** START **

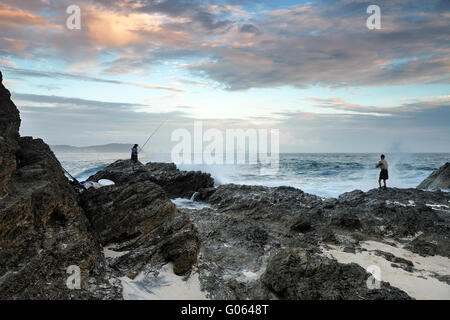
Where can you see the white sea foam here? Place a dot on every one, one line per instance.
(164, 286)
(419, 284)
(190, 204)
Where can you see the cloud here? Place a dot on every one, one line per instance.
(411, 108)
(69, 101)
(82, 77)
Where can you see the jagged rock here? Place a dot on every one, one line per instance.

** END **

> Task brief
Arrange the lines of the records above as a numbered list, leaving out blank lines and the pictures.

> Task output
1. Where can you see the white sea foam here? Place a dot on every one, one line per instance.
2. (164, 286)
3. (419, 284)
4. (190, 204)
5. Where can you see the cloud here? Place a dot on every one, one line per instance.
6. (411, 108)
7. (69, 101)
8. (82, 77)
9. Where can you see the jagged rock here? Place a dot on every one, one line per instance.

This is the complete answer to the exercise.